**Tasks and exercises**
[1] Answer these questions from the passage on Melbourne's tall buildings, one answer per line and marked like the questions:
(a) How many stories will Australia 108 have?
(b) Which tower under construction has 88 stories?
(c) How many tall buildings does Melbourne currently have under construction?
[2] Write the next few sentences of the passage on Melbourne's tall buildings, picking up after its final sentence.

**** Text block

Melbourne, which is the coastal capital of the southeastern Australian state of Victoria, has been very active in constructing tall buildings. It has begun constructing the 317 m (1040 ft), 100-story Australia 108, which will be the tallest building in Oceana when completed in 2020 [6]. Other notable towers under construction include the 88-story Aurora Melbourne Central (2019), the 78-story Premier Tower (2020), the 75-story Victoria One (2018), and the 71-story Swanston Central (2019). Recently, Melbourne completed the 69-story Vision Apartments (2016), the 68-story 568 Collins Street (2015), and the 59-story Abode318 (2015). Melbourne will build more distinct skyscrapers including the Collins Arch and Premier Tower soon [2]. Overall, in the first two decades of the 21st century, Melbourne will add 116 skyscrapers to the 36 skyscrapers it built previously. The overwhelming majority of these skyscrapers are located in the city’s downtown and along the Yarrar River. Fourteen of the 200 m+ are located near the upper and lower edges of the downtown including one supertall. Melbourne has currently 48 tall buildings under construction. Overall, this massive addition in the heart of the downtown strengthens the image of Melbourne’s city center (Figure 13). The average height of the 10 tallest skyscrapers in 2000 and 2020 will increase from 216 m to 266 m, equaling a 123% increase (Table 23).

********
**** Dataset extract

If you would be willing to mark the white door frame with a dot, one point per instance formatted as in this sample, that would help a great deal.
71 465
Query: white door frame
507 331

********

**Solved tasks**
[1]
(a) 100 stories
(b) Aurora Melbourne Central
(c) 48

[2]
3.4.2. Sydney

Sydney continues to experience urban and economic growth. However, it is physically constrained by the harbor, which has reinforced building skyward. Sydney has started on constructing the 271 m (889 ft) Crown Sydney Hotel and Resort to become the tallest in the city and the second tallest in Oceana when completed in 2019. Other notable towers in Sydney under construction include the 68-story Sydney Greenland Center (2019), the 54-story 189 Macquarie Street North Tower (2018), and the 46-story Landmark (2018). In recent years, the city completed the 51-story International Towers Tower 1 (2016), the 43-story International Towers Tower 2 (2015), the 40-story International Towers Tower 3 (2016), and the 40-story 200 George Street (2016) [16,21]. Overall, in the first two decades of the 21st Century, Sydney will add 62 skyscrapers to the 83 skyscrapers it built previously. Forty of the new skyscrapers are located in the downtown near the older ones. Additionally, all nine 200 m+ are located in the same area as well. The rest of the added skyscrapers (22) are dispersed throughout the city. Sydney has no supertalls. Consequently, the added 40 skyscrapers in the downtown area strengthen its image as the city’s center (Figure 14). The average height of the 10 tallest skyscrapers in 2000 and 2020 will increase from 208 m to 236 m, equaling a 114% increase (Table 24) [2,15].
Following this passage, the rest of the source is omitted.